TRECHO DA PÁGINA:
────────

Júlia também comentou sobre o alívio ao conseguir a autorização para fazer a prova. Ela conta que, por ser cadeirante, quando fez a inscrição já tinha preocupação em saber se o local da prova seria um local com acessibilidade. Depois, veio a doença que a impede de deixar o hospital neste momento.
– Eu sempre tive essa expectativa de fazer o Enem, queria já ter feito no ano passado, mas descobri meu tumor e acabei não conseguindo fazer. Quando descobri pelo hospital que poderíamos tentar fazer a prova por aqui eu fiquei muito feliz. Quero fazer faculdade de Medicina. Sonho em ser uma investigadora criminal ou trabalhar com cirurgia pediátrica. Estou muito ansiosa – conta.
Gabriella e Julia não se conheciam antes da internação, mas suas histórias acabaram unidas pelo mesmo objetivo. A mãe de Gabriella conta que a filha iniciou o tratamento no dia 21 de agosto, logo quando o câncer voltou. Ficou internada para realizar sessões de quimioterapia, mas os médicos logo disseram que ela precisava fazer um transplante de medula óssea para diminuir as chances de a doença voltar a aparecer e, também, para ter uma alternativa melhor de cura. De lá para cá, apenas por 4 dias ela esteve fora do hospital, numa chamada “alta licença” dada pelos médicos antes da realização do transplante. Por enquanto, ela não pode sair sequer do quarto.
Regulamento exclui pessoas internadas, dizem advogadas
As advogadas da família contam que as jovens se frustraram foram informadas que, devido à complexidade de seus tratamentos, não teriam a chance de realizar a prova. De acordo com elas, o regulamento previsto no edital publicado pelo Inep exclui os estudantes que precisam ser internados para tratamentos ou cirurgias na data do exame.
As estudantes, então, viram na Justiça a última esperança para garantir o direito de realizar a prova. Por meio de uma liminar, o juiz autorizou que o Enem seja aplicado nas dependências do hospital, e determinou que o Inep providencie todas as condições necessárias para a aplicação do exame nas datas marcadas. Julia e Gabriella poderão realizar as provas nos dias 5 e 12 de novembro, no leito, em um esquema preparado para atendê-las dentro do hospital, enquanto continuam o tratamento médico.

────────

ENTRADAS EXTRAÍDAS:

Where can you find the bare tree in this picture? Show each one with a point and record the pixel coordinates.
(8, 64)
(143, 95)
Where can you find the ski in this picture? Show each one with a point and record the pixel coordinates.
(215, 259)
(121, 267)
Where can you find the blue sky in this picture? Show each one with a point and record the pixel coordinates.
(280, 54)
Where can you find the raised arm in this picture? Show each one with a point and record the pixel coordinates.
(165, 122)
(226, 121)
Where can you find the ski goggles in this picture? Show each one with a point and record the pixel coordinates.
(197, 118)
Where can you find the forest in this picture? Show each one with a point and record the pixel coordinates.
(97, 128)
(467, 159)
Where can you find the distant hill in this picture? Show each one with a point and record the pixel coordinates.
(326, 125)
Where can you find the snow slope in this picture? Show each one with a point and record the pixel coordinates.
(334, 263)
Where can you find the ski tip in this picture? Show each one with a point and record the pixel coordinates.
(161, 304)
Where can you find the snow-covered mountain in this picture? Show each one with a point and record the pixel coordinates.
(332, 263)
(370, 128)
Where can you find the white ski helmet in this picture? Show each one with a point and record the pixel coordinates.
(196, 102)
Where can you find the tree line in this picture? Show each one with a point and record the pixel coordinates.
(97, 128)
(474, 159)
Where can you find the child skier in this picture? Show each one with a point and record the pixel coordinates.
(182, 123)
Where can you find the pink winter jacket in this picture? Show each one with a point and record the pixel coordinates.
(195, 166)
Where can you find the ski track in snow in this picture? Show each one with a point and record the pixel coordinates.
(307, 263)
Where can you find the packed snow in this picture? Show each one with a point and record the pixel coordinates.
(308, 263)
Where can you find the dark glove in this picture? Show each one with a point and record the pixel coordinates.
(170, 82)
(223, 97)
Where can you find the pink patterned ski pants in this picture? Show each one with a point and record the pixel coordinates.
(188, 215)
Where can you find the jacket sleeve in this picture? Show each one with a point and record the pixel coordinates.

────────

INSTRUÇÕES DO EXERCÍCIO: Reproduza sem alterações a parte do texto sobre o Enem no hospital que vai desde "Júlia também comentou" até "ansiosa – conta.".

RESPOSTA DA TAREFA:
Júlia também comentou sobre o alívio ao conseguir a autorização para fazer a prova. Ela conta que, por ser cadeirante, quando fez a inscrição já tinha preocupação em saber se o local da prova seria um local com acessibilidade. Depois, veio a doença que a impede de deixar o hospital neste momento.
– Eu sempre tive essa expectativa de fazer o Enem, queria já ter feito no ano passado, mas descobri meu tumor e acabei não conseguindo fazer. Quando descobri pelo hospital que poderíamos tentar fazer a prova por aqui eu fiquei muito feliz. Quero fazer faculdade de Medicina. Sonho em ser uma investigadora criminal ou trabalhar com cirurgia pediátrica. Estou muito ansiosa – conta.